**Exercise:** Filter the rows below and copy out every line containing the string "table". Case counts: treat uppercase and lowercase letters as different.

======== Given entries ========

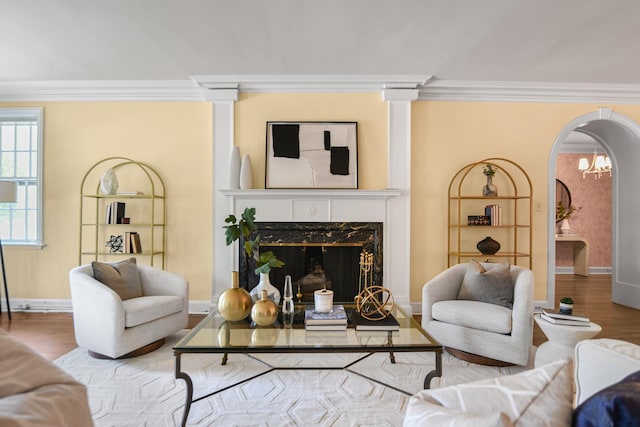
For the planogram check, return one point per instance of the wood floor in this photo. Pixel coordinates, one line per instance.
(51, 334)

========
======== Given entries ========

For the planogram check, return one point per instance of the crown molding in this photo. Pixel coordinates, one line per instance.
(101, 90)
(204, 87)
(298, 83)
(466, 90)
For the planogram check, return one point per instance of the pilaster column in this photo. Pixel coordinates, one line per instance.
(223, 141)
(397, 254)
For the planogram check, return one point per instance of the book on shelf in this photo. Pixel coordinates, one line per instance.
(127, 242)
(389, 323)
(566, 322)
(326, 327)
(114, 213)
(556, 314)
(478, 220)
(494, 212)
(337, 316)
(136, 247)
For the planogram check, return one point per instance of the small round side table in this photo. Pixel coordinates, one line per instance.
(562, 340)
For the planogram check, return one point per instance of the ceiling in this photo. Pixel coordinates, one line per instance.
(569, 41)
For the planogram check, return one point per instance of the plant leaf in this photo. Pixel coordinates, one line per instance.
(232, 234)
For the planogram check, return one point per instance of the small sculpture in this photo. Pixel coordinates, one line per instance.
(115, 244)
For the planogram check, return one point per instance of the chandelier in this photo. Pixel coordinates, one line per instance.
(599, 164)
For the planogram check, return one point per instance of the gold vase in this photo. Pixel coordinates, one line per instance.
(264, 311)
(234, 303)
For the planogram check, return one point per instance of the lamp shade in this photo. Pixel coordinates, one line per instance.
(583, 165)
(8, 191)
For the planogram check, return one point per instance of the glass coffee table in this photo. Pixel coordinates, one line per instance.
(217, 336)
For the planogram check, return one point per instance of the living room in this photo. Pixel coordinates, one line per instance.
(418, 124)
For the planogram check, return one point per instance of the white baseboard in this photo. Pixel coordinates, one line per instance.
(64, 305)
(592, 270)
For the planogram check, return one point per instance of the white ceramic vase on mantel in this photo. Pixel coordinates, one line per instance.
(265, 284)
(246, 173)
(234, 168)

========
======== Given entries ========

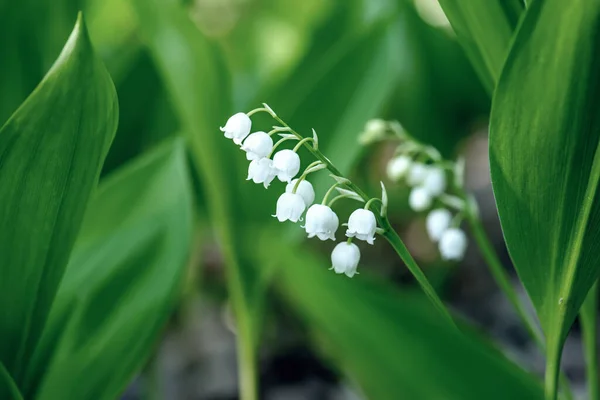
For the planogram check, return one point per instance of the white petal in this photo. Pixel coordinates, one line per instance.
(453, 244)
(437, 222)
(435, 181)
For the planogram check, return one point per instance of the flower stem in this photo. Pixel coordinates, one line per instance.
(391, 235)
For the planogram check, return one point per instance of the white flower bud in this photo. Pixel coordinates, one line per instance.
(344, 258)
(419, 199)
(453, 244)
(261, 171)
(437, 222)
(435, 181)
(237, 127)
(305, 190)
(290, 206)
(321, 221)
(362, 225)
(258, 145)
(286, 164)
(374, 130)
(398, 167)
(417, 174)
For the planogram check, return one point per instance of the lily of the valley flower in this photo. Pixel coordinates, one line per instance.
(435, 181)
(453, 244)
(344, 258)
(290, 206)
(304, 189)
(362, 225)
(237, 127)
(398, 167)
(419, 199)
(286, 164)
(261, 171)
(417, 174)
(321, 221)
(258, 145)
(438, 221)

========

**Task response:**
For the planogram check, return one point per instance of the small round side table in this photo. Pixel coordinates, one line per instance.
For the planogram check, return one point per instance of the glass coffee table in this photo. Pixel coordinates, one line per instance.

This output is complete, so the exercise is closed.